(Point annotation dataset records)
** START **

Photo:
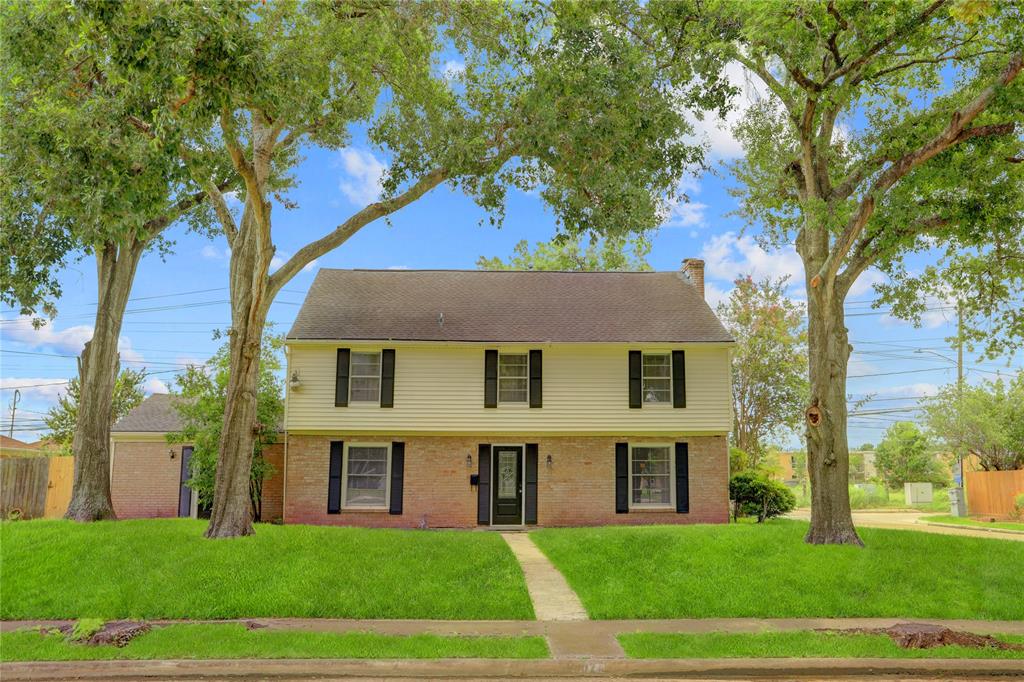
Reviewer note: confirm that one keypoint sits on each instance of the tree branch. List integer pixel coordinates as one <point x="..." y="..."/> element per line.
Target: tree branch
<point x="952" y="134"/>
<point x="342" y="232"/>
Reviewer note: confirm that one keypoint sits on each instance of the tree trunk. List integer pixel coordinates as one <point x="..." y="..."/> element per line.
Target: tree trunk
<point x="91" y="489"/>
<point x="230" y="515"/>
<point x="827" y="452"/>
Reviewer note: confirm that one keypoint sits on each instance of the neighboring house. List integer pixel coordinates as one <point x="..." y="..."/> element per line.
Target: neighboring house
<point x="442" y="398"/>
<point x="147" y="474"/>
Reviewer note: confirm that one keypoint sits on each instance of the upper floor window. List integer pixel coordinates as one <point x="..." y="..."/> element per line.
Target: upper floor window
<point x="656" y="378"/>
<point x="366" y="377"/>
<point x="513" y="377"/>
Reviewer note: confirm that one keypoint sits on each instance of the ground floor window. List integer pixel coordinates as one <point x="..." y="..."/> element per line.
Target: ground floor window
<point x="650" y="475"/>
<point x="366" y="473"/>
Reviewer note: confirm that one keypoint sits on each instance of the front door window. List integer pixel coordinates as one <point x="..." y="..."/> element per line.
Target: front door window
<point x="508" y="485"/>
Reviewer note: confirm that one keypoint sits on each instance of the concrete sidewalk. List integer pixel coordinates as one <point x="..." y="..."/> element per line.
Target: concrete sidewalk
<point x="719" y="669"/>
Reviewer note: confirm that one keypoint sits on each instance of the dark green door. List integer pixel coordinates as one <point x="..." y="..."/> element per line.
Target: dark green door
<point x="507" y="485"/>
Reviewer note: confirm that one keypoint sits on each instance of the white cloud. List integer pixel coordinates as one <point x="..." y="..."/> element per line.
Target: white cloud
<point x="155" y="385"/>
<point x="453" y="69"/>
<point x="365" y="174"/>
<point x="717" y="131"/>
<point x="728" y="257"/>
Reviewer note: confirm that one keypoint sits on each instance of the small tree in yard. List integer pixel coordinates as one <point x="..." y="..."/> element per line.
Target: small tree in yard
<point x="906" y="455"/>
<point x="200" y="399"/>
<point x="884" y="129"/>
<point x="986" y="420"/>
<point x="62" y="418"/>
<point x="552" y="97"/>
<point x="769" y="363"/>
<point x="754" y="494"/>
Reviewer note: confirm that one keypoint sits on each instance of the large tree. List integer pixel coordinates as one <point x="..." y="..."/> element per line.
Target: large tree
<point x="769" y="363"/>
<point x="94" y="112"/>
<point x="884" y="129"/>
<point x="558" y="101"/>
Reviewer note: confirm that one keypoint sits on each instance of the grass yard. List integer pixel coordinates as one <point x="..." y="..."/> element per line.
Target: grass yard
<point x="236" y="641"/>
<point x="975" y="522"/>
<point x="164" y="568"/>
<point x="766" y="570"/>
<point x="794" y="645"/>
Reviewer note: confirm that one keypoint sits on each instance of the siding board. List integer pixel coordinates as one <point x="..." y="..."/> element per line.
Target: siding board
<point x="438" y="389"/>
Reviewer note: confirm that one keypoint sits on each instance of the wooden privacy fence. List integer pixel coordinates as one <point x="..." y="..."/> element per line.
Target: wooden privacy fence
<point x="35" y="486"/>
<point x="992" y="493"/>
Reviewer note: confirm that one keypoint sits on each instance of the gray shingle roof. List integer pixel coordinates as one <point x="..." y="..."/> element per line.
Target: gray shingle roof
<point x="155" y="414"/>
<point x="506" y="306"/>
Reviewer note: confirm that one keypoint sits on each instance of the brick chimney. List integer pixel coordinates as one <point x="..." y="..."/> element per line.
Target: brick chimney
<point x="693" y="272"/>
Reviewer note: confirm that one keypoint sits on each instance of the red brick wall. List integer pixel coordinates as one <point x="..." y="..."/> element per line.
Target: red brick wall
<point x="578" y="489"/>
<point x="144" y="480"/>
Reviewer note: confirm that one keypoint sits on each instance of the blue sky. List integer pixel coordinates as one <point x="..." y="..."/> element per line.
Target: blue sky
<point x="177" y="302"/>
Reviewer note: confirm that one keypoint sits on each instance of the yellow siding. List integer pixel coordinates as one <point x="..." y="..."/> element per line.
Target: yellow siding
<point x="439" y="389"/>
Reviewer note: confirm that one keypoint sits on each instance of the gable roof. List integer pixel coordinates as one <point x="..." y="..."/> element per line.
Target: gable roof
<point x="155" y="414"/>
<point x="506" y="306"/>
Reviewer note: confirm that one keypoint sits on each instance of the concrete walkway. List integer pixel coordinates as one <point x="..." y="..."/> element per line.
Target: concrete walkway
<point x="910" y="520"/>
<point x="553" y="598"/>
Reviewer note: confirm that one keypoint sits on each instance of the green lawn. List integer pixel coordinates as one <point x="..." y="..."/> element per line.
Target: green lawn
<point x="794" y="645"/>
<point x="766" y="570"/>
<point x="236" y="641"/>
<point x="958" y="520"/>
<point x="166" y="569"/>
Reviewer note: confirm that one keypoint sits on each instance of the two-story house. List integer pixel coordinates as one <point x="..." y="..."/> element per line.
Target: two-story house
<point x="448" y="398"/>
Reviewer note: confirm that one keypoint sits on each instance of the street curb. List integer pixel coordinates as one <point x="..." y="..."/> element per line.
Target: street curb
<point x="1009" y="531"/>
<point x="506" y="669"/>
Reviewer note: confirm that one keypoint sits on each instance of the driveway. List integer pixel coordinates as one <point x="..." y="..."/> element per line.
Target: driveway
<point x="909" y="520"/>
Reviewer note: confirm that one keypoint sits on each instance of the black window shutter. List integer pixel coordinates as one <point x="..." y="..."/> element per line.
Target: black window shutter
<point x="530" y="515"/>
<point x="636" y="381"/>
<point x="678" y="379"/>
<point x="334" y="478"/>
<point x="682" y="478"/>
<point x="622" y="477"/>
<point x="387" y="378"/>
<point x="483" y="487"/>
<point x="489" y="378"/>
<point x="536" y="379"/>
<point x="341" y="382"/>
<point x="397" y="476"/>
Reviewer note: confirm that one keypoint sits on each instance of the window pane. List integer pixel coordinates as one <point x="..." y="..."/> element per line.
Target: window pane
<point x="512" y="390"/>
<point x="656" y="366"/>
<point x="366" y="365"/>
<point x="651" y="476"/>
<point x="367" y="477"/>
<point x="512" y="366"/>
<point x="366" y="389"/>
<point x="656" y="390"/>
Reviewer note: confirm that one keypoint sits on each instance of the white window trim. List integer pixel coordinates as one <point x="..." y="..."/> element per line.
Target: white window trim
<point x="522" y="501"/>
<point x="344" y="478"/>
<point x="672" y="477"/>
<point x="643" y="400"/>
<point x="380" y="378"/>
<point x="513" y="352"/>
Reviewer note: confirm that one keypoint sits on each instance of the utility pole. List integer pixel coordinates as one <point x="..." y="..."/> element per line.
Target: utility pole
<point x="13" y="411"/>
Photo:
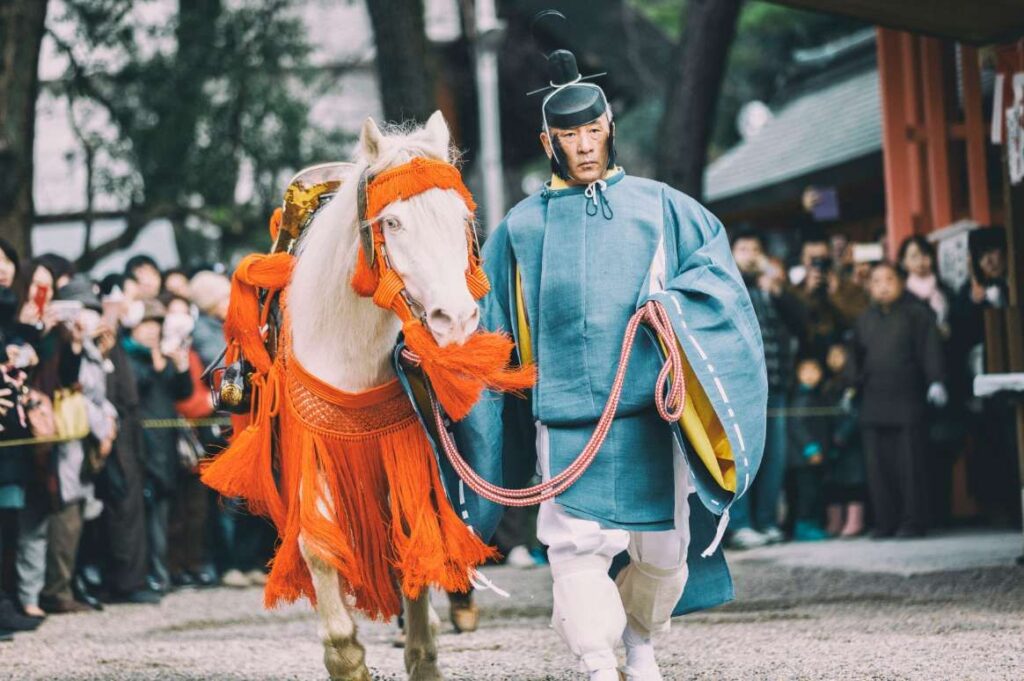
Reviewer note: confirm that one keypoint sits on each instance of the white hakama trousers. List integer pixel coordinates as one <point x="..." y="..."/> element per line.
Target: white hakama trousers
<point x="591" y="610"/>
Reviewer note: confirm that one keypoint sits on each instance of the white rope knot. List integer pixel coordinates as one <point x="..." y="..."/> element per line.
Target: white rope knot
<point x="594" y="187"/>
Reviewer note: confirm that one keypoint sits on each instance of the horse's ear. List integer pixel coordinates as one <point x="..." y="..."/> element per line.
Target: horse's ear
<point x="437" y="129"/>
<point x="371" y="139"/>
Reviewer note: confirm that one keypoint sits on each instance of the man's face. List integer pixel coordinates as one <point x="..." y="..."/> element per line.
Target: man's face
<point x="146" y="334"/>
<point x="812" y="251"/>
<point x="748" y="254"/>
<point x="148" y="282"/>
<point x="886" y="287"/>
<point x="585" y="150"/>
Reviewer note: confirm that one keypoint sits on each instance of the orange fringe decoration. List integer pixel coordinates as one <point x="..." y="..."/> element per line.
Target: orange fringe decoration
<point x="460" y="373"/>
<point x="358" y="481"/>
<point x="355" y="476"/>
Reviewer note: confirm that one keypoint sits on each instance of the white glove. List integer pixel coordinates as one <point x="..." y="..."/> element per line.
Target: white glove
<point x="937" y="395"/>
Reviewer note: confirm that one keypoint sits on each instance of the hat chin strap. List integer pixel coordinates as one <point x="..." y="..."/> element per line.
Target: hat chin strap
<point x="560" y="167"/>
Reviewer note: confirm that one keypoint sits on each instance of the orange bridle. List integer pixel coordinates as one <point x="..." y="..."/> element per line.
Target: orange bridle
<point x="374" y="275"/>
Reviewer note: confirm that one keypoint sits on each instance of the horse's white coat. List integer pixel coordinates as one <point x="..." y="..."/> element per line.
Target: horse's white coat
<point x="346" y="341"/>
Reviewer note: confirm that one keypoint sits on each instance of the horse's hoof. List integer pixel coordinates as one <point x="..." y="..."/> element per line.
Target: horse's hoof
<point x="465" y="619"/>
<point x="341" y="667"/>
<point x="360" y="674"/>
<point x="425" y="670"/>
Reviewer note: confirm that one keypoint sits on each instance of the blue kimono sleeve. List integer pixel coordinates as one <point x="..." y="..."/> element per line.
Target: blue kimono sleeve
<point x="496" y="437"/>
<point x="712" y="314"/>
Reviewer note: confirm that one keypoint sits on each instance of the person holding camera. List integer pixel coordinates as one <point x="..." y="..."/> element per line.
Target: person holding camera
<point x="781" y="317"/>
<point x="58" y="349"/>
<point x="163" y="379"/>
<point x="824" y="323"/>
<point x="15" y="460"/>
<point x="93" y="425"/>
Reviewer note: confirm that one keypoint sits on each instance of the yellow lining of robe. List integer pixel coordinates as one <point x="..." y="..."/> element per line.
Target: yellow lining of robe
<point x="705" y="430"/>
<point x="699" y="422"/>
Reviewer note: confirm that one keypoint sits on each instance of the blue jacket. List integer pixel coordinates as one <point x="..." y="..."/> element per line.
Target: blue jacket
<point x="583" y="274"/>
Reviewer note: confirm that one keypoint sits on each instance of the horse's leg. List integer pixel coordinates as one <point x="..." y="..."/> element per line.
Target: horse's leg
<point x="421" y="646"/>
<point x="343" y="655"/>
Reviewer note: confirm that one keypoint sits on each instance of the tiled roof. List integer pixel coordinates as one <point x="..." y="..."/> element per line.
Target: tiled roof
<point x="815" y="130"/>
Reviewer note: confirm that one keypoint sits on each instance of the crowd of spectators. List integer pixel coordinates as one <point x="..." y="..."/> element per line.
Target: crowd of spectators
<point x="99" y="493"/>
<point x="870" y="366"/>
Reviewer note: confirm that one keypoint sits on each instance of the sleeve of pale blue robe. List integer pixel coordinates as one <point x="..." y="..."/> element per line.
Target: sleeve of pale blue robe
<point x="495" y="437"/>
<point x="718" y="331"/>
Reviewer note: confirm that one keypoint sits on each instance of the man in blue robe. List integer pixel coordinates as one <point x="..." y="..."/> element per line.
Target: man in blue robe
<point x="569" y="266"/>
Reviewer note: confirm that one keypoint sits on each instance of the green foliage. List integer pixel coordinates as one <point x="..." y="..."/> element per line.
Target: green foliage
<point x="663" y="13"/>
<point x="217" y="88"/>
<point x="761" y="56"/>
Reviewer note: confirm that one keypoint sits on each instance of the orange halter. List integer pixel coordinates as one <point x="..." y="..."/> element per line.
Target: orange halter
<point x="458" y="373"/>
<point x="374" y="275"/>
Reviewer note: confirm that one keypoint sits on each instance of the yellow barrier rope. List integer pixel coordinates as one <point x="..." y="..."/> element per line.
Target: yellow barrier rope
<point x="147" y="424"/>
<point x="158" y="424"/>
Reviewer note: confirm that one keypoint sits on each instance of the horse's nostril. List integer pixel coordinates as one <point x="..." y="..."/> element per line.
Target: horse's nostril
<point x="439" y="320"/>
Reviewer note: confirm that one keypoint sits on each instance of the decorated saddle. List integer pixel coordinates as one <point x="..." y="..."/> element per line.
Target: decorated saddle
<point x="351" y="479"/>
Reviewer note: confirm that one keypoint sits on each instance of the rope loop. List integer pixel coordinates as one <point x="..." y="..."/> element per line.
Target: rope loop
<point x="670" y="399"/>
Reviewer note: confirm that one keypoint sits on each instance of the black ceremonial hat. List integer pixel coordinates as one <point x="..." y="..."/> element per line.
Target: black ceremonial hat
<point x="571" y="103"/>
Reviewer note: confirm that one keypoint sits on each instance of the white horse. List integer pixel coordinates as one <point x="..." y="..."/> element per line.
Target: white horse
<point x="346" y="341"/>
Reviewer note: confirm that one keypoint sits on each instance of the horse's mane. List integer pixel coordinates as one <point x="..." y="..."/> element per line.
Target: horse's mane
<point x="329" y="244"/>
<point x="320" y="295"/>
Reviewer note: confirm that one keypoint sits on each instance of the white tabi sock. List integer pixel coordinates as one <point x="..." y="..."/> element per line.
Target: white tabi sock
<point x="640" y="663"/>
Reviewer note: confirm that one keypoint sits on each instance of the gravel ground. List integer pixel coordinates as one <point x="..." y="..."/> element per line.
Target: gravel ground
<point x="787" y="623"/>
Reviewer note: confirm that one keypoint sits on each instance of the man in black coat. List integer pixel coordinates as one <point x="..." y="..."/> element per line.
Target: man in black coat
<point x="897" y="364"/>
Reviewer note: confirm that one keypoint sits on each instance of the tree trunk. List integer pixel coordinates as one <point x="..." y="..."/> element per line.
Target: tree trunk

** END **

§ **YOUR INSTRUCTIONS**
Reproduce the lines from the one containing "the black ceremonial" to the end of the entries, keeping both ends and adding nothing.

§ **EXERCISE SOLUTION**
Reviewer note: confirm that one keypoint sits on each instance of the black ceremonial hat. List integer pixel coordinates as one <point x="..." y="..."/> element per line.
Target: black ceremonial hat
<point x="571" y="103"/>
Reviewer note: confirm that one keypoint sits on each instance of the white horse. List integer pixel coordinates as one <point x="..." y="..."/> element per line.
Target: white horse
<point x="346" y="341"/>
Reviewer note: confirm that one keypoint sits on each instance of the horse's mane. List integer pixel coordinates as one <point x="..." y="..."/> element per line.
Target: horse's mane
<point x="329" y="244"/>
<point x="320" y="295"/>
Reviewer note: confirm that one keypoint sits on each instance of the white tabi sock. List integer pixel coordinates as one <point x="..." y="..."/> element per line.
Target: white tabi sock
<point x="640" y="663"/>
Reviewer note: confirm that one keypoint sits on each instance of the gravel ground. List integer pixel coordinates as one <point x="..." y="..."/> element per line.
Target: gravel ground
<point x="787" y="623"/>
Reviewer note: confirm that one keypoint sits on each instance of the man in black coat. List integer pixel coordinates as one <point x="..." y="..."/> element per line.
Target: man in black coat
<point x="897" y="364"/>
Reviewer note: confirm that one keypoint sits on each instance of the tree trunk. List integer pixel coordinates as one <point x="..." y="..."/> element per line.
Target: tree trunk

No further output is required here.